**PROBLEM STATEMENT**
Your task is to repeat, word for word, the line containing "of the steering" and all lines that follow it to the end of the material, and no other lines.
§ §
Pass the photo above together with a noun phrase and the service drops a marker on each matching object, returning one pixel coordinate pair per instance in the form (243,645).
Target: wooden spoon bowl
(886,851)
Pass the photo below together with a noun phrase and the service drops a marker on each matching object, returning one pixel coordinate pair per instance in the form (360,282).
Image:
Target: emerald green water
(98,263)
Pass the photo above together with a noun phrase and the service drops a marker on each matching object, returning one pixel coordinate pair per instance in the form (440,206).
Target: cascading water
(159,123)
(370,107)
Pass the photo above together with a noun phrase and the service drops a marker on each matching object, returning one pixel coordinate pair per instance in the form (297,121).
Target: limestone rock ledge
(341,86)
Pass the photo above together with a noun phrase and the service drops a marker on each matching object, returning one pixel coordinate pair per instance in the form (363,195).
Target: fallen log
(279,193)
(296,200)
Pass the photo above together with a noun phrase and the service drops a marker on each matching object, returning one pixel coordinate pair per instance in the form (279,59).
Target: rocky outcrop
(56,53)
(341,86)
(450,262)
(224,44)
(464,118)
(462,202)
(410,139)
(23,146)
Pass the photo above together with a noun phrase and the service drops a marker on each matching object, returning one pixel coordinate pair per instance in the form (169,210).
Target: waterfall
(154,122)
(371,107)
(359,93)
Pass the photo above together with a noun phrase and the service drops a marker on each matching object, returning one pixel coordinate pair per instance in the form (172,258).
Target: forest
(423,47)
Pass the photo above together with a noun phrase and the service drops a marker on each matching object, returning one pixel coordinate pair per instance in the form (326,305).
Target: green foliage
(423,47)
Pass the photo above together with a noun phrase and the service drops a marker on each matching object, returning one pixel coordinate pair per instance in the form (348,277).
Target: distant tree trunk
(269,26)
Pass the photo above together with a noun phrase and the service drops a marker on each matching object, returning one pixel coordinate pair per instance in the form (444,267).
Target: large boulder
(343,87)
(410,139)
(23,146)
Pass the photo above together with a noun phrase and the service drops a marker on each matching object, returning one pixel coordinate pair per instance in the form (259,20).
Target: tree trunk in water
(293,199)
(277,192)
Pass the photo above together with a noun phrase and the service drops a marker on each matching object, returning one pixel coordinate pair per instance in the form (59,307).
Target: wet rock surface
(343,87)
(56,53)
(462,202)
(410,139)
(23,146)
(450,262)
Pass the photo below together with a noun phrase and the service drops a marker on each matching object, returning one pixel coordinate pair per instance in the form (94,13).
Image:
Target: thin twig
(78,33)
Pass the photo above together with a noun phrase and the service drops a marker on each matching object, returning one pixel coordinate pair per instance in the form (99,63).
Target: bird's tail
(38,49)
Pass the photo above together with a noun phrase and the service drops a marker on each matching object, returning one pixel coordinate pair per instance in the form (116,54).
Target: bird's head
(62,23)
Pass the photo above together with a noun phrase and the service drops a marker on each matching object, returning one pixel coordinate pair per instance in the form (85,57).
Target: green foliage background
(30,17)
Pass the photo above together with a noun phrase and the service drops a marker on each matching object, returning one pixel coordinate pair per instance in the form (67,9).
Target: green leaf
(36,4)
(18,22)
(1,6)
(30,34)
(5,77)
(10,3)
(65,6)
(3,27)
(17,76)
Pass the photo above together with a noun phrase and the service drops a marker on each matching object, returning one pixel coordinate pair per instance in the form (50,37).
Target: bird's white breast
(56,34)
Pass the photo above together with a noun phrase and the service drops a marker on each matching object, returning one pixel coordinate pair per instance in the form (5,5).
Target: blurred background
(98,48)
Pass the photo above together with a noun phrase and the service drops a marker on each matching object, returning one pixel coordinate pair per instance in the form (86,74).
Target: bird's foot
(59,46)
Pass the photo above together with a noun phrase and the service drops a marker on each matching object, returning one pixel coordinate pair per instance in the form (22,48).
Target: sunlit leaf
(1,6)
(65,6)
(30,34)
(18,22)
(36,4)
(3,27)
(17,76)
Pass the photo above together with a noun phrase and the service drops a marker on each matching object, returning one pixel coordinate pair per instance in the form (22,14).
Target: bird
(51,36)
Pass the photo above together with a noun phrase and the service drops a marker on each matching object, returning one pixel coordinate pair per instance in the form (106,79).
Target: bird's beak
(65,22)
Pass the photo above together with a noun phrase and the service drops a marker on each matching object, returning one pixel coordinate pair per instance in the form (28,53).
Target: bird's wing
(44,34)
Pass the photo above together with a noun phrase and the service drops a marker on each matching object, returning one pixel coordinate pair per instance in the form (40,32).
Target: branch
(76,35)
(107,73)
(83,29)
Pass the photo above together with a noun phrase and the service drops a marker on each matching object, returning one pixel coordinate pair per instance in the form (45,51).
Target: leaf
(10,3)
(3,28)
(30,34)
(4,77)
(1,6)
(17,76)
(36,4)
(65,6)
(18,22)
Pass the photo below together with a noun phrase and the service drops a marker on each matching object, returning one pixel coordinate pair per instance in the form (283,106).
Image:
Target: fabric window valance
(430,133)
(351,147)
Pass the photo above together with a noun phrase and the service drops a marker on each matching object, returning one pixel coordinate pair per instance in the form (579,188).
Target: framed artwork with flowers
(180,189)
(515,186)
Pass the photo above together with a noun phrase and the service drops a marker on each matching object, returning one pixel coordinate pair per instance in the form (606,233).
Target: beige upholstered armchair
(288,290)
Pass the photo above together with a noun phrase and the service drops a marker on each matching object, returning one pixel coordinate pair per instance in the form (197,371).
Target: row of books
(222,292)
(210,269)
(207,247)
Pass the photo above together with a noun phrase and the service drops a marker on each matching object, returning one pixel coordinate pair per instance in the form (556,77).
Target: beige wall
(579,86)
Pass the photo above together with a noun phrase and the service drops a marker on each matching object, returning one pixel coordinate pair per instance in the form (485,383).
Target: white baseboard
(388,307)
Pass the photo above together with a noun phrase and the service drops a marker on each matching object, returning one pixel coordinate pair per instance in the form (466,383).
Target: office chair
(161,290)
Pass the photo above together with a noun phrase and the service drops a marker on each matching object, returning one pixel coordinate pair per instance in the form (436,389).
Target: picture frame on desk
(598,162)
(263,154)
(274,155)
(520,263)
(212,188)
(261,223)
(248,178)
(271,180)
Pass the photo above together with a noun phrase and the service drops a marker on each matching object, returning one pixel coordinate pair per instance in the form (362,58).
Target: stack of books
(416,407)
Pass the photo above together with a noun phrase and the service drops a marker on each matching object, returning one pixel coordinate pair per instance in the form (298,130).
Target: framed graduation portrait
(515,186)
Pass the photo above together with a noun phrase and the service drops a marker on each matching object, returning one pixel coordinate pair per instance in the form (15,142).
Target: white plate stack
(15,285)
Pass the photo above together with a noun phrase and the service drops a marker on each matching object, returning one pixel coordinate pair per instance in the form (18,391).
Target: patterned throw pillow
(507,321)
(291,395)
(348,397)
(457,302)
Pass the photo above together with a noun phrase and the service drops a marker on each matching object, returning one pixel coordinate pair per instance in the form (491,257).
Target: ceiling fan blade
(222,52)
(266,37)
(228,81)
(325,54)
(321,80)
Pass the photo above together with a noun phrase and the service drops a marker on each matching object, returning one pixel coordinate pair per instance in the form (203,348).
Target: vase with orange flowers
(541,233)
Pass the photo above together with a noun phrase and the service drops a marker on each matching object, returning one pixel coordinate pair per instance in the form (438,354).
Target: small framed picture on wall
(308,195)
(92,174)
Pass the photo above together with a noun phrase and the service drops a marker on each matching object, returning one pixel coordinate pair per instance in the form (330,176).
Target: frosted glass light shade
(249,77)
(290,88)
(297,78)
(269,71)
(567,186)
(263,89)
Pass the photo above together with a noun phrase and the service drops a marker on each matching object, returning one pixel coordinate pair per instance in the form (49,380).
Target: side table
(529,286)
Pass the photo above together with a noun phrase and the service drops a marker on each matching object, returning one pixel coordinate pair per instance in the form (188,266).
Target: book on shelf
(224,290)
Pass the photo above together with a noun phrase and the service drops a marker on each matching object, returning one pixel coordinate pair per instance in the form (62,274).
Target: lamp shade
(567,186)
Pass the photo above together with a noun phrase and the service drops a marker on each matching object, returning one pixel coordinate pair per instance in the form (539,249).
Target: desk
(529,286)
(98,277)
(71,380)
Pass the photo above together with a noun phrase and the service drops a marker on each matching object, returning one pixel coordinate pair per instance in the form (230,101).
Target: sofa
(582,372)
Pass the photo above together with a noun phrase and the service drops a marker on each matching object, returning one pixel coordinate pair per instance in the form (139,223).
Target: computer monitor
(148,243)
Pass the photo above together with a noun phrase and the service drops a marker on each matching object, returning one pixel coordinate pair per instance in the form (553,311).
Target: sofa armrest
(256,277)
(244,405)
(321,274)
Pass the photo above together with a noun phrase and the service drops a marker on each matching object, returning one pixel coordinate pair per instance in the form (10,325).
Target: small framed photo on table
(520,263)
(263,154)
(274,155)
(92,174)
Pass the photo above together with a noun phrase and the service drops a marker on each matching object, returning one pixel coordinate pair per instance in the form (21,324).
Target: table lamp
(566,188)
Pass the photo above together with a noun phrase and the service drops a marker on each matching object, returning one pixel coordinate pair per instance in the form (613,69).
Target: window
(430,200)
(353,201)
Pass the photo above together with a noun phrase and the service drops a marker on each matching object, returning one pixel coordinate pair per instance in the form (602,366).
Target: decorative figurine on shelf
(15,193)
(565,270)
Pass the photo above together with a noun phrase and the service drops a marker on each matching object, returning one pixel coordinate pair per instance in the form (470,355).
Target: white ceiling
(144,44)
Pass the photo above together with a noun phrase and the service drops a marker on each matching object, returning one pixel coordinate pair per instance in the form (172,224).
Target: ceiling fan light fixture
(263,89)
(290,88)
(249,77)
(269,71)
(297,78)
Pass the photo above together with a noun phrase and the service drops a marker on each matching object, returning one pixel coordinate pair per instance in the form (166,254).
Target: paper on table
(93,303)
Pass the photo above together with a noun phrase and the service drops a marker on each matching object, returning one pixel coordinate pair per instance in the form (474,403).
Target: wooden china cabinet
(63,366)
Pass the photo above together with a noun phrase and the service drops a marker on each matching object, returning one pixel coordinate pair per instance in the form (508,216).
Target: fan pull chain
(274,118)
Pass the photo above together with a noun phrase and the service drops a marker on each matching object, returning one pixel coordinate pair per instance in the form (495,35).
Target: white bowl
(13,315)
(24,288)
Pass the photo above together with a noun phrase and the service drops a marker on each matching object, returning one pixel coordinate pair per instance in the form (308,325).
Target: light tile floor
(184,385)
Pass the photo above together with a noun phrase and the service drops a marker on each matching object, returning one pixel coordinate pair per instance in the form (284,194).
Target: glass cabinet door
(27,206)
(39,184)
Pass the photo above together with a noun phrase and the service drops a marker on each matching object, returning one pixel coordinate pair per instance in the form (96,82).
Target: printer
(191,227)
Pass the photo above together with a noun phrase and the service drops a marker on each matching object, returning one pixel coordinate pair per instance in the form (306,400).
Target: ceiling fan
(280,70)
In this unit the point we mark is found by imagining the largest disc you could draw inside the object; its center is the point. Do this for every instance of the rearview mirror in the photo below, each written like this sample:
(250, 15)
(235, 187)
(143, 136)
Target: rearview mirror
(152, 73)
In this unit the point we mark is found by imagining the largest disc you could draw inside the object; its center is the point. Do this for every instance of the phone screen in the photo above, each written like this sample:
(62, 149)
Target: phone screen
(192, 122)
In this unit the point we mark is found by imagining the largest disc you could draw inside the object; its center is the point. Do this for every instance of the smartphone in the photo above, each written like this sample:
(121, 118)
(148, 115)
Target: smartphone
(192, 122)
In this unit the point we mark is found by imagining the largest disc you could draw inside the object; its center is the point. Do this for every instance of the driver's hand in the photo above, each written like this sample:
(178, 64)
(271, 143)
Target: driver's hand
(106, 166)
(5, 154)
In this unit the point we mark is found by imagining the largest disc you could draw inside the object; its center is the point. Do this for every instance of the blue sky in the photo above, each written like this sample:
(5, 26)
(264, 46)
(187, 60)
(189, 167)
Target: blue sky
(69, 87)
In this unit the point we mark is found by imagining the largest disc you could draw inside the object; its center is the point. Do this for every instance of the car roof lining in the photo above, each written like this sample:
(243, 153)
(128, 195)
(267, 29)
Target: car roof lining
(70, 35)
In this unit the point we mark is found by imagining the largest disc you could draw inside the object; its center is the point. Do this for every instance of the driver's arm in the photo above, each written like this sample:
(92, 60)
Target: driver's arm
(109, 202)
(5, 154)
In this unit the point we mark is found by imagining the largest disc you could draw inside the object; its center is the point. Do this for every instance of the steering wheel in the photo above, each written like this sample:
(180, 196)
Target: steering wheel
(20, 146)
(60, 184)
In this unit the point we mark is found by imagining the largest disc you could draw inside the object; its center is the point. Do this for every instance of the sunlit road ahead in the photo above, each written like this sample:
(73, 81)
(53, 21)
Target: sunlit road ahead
§ §
**SOLUTION**
In this unit the point we mark is found by imagining the largest disc you could draw inside the object; its center is the point. Do this for every instance of the steering wheel in the photo above, each written like this sample:
(180, 196)
Target: steering wheel
(20, 146)
(60, 184)
In this unit the point we mark is found by imagining the largest disc you could draw inside the object; its center is the point. Do this for every instance of the sunlit road ahead in the photo above, each written like this sample:
(73, 81)
(53, 21)
Target: sunlit road ahead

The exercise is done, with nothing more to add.